BEGIN GIVEN RECORDS

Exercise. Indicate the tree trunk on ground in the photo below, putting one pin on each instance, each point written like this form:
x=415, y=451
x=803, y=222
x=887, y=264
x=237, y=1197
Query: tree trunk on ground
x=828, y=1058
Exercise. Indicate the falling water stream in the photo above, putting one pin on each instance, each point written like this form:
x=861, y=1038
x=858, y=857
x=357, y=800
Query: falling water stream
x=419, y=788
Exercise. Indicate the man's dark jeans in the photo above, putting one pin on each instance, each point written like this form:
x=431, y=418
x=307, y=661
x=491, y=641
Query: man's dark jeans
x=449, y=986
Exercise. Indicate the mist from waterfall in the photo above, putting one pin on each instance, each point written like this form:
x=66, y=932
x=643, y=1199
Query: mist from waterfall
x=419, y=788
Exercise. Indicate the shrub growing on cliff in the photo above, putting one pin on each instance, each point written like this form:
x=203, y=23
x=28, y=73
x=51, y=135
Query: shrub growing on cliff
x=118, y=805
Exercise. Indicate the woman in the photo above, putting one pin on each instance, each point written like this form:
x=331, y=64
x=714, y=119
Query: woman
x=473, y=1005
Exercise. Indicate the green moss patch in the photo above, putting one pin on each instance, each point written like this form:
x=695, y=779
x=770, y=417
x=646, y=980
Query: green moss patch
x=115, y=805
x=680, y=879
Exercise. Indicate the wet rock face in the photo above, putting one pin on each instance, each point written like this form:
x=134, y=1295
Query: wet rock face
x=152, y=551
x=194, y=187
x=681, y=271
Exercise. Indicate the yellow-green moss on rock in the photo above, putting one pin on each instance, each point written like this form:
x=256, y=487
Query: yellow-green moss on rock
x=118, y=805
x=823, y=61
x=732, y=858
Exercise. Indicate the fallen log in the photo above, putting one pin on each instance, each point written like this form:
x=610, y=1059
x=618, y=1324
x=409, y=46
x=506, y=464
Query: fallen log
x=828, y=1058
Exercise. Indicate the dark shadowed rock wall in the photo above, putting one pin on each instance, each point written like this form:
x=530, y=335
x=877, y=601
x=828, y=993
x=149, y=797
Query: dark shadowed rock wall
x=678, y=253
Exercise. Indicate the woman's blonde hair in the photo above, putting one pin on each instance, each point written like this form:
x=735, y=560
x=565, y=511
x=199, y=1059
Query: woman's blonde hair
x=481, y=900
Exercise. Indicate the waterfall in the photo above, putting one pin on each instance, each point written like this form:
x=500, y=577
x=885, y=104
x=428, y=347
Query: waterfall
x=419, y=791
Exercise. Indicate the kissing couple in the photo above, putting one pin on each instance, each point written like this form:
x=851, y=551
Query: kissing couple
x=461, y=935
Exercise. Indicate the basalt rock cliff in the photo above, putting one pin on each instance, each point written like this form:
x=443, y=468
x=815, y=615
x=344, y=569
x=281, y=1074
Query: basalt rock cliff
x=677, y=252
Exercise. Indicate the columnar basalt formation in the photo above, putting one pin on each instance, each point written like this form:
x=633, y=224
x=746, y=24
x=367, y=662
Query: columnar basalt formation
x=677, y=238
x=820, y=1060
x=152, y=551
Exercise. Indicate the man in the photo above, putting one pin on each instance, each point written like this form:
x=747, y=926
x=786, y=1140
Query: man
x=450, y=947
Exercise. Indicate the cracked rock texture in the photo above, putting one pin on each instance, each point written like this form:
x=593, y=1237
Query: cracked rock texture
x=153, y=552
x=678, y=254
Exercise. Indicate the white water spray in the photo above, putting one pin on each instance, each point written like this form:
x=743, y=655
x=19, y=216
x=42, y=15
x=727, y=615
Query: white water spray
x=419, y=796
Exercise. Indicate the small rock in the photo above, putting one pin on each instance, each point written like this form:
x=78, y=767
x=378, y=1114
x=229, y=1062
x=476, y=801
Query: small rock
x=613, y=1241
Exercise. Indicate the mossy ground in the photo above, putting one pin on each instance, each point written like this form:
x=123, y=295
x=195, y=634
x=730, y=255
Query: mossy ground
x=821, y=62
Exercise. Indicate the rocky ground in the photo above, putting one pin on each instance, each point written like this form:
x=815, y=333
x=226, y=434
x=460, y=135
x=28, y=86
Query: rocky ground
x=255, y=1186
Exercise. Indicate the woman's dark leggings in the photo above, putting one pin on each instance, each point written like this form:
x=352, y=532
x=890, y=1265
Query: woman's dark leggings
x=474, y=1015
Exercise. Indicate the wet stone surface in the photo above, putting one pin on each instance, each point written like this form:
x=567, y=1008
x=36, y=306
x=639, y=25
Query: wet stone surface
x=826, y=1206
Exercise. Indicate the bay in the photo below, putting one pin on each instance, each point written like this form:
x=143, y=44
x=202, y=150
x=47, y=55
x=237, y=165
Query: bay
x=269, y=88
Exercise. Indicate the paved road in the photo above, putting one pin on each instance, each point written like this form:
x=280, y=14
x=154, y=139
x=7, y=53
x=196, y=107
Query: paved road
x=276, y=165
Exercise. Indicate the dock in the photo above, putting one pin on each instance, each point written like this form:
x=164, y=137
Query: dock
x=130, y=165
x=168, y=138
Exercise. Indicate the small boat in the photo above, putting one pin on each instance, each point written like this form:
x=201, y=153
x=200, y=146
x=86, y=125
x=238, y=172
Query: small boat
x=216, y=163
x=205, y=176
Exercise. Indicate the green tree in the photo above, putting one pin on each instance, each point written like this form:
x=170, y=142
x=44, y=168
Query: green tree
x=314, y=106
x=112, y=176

END GIVEN RECORDS

→ **TASK INSTRUCTIONS**:
After reading the material above, repeat all of it exactly.

→ **SOLVED EXERCISE**:
Exercise. Indicate the tree trunk on ground in the photo below, putting one pin on each instance, each point written like this form:
x=415, y=451
x=803, y=222
x=887, y=264
x=237, y=1197
Query: tree trunk on ground
x=828, y=1058
Exercise. Indicate the falling water stream in the photo above, putting one pin on each instance, each point written like this form:
x=861, y=1038
x=858, y=857
x=357, y=800
Query: falling water stream
x=419, y=788
Exercise. Indicate the man's dark jeans in the photo above, putting one pin on each instance, each point written like this form:
x=431, y=418
x=307, y=661
x=491, y=641
Query: man's dark jeans
x=449, y=986
Exercise. Indicate the mist from waterfall in the photo above, putting one pin on each instance, each point written like this form:
x=66, y=932
x=643, y=1199
Query: mist from waterfall
x=419, y=788
Exercise. Indicate the shrub growing on cliff in the photo above, putting one pin on each instance, each point written like this form:
x=203, y=23
x=28, y=73
x=51, y=135
Query: shrub growing on cliff
x=118, y=805
Exercise. Indicate the woman in the photo above, putting one pin on each instance, each point written like this form:
x=331, y=64
x=714, y=119
Query: woman
x=473, y=1005
Exercise. Indicate the green moss patch in the photo above, putting one pin on each instance, each point written like this form:
x=695, y=779
x=770, y=417
x=646, y=980
Query: green moss patch
x=115, y=805
x=680, y=879
Exercise. Indicate the wet rock face in the photo above, putting one pin on each instance, each point written like this form:
x=134, y=1295
Query: wet rock face
x=152, y=551
x=194, y=187
x=681, y=271
Exercise. Indicate the yellow-green moss on rock in the photo above, putting one pin on each instance, each point written like this form:
x=256, y=487
Query: yellow-green moss on rock
x=118, y=805
x=823, y=61
x=732, y=858
Exercise. Indicate the fallen log in the photo above, putting one pin on each instance, each point written like this form:
x=610, y=1059
x=618, y=1324
x=409, y=46
x=506, y=464
Query: fallen log
x=828, y=1058
Exercise. Indicate the dark shadowed rock wall in the photo above, putting one pin on each instance, each point written like this form:
x=530, y=335
x=877, y=601
x=828, y=993
x=149, y=797
Query: dark shadowed rock wall
x=678, y=253
Exercise. Indicate the woman's blonde hair in the photo above, putting one pin on each instance, each point written like this form:
x=735, y=560
x=565, y=511
x=199, y=1059
Query: woman's blonde hair
x=481, y=900
Exercise. Indicate the waterfall in the photo above, putting one pin on each instance, each point written like this form:
x=500, y=577
x=885, y=104
x=428, y=347
Query: waterfall
x=419, y=791
Exercise. Indicate the kissing couple in the photo above, putting one pin on each instance, each point written like this form:
x=851, y=551
Query: kissing couple
x=461, y=935
Exercise. Indicate the basalt rock cliff in the photo above, putting one pin on each instance, each point written like this form:
x=443, y=468
x=815, y=615
x=344, y=569
x=281, y=1074
Query: basalt rock cliff
x=677, y=252
Exercise. Indicate the columnar basalt formation in the photo above, putting one pin on each instance, each point written like this form:
x=633, y=224
x=746, y=24
x=367, y=662
Query: columnar basalt formation
x=677, y=238
x=820, y=1060
x=152, y=551
Exercise. Indicate the man in the photo above, putting one pin on each instance, each point written like this form:
x=747, y=926
x=786, y=1140
Query: man
x=450, y=947
Exercise. Indicate the cracked rock texture in the photo above, putting one pin on each instance, each point written like this form:
x=593, y=1237
Query: cracked rock texture
x=153, y=552
x=678, y=254
Exercise. Indicate the white water spray in the photo above, putting one pin on each instance, each point written like this form:
x=743, y=655
x=19, y=216
x=42, y=15
x=727, y=615
Query: white water spray
x=419, y=796
Exercise. Indicate the small rock in the photo above, putting one pin on each instance, each point written like this form:
x=78, y=767
x=378, y=1114
x=229, y=1062
x=476, y=801
Query: small rock
x=613, y=1241
Exercise. Indicate the mossy ground in the photo above, putting one pin on each instance, each point written like this form:
x=123, y=295
x=195, y=634
x=730, y=255
Query: mossy ground
x=821, y=62
Exercise. Indicate the rocky ground in the photo above, putting one pin on each instance, each point written like this form:
x=815, y=333
x=226, y=434
x=460, y=135
x=28, y=86
Query: rocky ground
x=255, y=1186
Exercise. Indicate the woman's dark leggings in the photo above, putting one pin on each instance, each point written like this form:
x=352, y=532
x=890, y=1265
Query: woman's dark leggings
x=474, y=1015
Exercise. Indicate the wet stone surface in the photo above, putting one pin on each instance, each point written like this form:
x=567, y=1008
x=36, y=306
x=639, y=25
Query: wet stone surface
x=826, y=1206
Exercise. Indicate the bay in the photo below, putting one pin on each instance, each point written like this form:
x=143, y=44
x=202, y=150
x=47, y=55
x=237, y=165
Query: bay
x=269, y=88
Exercise. Indicate the paved road in the photo above, putting one pin on each instance, each point written like this form:
x=280, y=14
x=154, y=139
x=7, y=53
x=196, y=107
Query: paved road
x=276, y=165
Exercise. Indicate the dock in the photo above, putting one pin on each instance, each point written like this form:
x=164, y=137
Query: dock
x=130, y=165
x=168, y=138
Exercise. Indicate the small boat in the photo above, putting one pin on each instance, each point written like this form:
x=201, y=153
x=200, y=146
x=86, y=125
x=238, y=172
Query: small boat
x=216, y=163
x=205, y=176
Exercise. Indicate the green tree in the photo above, putting one pin on each instance, each point written like this form:
x=170, y=142
x=44, y=168
Query: green tree
x=314, y=106
x=112, y=176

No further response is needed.